→ Task to complete: Only one stretch of the listing below is wanted. Give it again exactly, from the line with "the green grass lawn" through the line with "[ ] a keypoint on each instance of the tree branch".
== == ==
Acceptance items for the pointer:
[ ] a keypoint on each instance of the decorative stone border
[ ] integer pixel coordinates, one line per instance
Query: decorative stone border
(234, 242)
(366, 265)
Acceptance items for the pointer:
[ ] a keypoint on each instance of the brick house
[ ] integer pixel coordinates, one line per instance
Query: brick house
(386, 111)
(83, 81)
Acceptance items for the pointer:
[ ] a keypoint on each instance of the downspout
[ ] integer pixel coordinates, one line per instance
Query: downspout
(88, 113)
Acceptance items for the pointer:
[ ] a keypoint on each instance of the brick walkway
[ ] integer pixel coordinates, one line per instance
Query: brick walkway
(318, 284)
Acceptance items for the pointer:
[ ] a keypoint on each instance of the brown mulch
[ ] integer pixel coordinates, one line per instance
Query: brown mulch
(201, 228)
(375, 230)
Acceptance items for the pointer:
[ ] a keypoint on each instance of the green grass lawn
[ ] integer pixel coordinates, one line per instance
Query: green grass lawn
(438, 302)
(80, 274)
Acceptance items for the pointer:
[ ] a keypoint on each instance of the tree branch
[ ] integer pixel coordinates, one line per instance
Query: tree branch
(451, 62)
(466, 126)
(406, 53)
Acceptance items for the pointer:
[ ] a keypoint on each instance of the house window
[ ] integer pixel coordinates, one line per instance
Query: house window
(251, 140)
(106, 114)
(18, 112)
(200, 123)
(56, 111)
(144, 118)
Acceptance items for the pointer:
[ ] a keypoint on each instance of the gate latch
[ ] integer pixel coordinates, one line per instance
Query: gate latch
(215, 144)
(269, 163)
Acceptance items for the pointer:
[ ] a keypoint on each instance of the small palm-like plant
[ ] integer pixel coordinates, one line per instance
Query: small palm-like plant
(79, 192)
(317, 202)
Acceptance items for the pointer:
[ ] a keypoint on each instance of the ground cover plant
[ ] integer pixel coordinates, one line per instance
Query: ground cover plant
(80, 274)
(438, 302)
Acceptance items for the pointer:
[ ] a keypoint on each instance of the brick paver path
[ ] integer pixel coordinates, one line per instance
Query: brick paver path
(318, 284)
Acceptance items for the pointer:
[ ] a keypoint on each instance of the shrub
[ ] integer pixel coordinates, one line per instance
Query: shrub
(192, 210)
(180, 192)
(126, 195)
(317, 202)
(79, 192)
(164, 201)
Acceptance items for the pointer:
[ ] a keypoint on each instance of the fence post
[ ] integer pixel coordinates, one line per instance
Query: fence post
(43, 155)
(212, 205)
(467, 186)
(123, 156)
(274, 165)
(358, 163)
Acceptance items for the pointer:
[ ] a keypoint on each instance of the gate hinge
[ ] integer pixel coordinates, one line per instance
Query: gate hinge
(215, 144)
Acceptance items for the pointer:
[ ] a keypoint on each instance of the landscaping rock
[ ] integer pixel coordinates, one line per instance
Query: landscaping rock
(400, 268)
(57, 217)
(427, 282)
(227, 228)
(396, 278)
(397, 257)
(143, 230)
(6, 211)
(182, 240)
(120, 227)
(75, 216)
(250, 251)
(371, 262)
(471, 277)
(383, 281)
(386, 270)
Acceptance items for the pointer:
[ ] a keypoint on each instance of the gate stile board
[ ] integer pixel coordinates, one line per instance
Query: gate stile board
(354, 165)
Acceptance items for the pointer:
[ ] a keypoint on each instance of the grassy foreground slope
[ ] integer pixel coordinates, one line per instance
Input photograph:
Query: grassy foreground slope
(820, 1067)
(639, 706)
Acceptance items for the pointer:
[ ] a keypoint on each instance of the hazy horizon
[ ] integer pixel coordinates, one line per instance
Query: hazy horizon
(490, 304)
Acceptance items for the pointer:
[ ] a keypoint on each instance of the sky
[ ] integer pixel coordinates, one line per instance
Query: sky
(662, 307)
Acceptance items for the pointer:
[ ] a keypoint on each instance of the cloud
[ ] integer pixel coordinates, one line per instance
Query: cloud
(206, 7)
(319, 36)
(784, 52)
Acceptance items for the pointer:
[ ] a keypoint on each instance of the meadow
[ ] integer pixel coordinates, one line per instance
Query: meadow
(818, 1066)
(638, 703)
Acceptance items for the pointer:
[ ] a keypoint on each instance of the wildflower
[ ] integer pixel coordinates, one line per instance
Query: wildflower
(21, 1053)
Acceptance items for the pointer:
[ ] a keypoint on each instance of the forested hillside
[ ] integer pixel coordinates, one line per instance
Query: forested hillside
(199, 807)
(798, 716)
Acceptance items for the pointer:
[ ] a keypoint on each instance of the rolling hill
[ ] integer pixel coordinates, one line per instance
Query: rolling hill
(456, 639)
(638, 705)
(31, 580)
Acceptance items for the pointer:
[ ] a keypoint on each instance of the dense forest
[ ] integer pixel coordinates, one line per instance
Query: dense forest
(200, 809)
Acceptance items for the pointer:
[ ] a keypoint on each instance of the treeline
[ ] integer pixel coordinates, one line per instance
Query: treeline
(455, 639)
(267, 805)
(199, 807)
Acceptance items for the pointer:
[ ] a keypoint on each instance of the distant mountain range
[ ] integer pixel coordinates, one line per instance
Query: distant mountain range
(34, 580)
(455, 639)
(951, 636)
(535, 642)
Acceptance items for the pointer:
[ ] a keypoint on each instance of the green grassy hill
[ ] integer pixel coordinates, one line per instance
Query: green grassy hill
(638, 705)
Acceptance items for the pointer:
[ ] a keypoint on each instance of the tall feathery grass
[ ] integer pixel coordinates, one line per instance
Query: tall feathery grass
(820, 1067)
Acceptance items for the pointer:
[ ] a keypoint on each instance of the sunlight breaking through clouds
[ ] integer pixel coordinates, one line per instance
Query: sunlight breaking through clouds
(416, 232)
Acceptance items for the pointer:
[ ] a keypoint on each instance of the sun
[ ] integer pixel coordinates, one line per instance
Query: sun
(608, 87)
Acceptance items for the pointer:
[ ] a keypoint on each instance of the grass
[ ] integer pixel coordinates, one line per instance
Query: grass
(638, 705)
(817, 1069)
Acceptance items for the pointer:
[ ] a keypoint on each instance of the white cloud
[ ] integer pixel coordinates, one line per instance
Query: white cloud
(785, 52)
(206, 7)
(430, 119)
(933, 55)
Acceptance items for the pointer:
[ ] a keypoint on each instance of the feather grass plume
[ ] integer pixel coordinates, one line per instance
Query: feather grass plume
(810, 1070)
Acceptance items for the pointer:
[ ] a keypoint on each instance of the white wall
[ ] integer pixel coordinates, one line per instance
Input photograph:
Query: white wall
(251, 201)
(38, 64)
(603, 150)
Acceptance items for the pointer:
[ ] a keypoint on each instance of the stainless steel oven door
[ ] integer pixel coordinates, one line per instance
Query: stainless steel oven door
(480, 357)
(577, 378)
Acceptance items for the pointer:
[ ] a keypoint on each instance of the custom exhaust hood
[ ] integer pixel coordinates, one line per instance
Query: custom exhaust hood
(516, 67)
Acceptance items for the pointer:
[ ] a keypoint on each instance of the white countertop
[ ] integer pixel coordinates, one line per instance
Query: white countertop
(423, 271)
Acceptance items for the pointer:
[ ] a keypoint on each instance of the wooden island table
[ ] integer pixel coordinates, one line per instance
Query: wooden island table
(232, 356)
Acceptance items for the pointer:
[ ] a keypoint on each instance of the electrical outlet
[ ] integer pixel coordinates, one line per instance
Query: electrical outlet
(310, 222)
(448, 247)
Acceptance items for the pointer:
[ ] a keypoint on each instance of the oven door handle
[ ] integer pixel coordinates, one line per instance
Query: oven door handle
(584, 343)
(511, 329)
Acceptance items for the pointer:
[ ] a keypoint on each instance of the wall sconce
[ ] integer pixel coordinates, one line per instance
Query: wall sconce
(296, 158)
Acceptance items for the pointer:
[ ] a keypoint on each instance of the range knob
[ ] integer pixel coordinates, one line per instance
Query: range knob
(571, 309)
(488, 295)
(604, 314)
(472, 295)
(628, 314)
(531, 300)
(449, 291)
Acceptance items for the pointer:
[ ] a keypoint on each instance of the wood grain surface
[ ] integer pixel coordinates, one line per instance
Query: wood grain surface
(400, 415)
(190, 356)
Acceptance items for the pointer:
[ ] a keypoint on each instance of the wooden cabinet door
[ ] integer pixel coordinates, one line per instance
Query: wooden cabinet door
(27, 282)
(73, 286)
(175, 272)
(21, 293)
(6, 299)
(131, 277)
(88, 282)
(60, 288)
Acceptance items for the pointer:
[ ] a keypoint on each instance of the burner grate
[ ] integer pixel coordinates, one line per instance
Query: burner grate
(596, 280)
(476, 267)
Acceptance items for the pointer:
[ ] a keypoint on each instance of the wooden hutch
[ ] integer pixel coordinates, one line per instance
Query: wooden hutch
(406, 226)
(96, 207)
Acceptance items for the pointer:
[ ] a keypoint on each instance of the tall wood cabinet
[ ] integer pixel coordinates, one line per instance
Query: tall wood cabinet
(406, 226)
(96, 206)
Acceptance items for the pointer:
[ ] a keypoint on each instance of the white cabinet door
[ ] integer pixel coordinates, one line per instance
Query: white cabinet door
== == ==
→ Task result:
[ ] a keypoint on each instance of the green grass lawn
[ ] integer pixel coordinates, one line per instance
Query: green grass lawn
(438, 302)
(80, 274)
Acceptance items for the pointer:
[ ] a keypoint on each instance of the tree branch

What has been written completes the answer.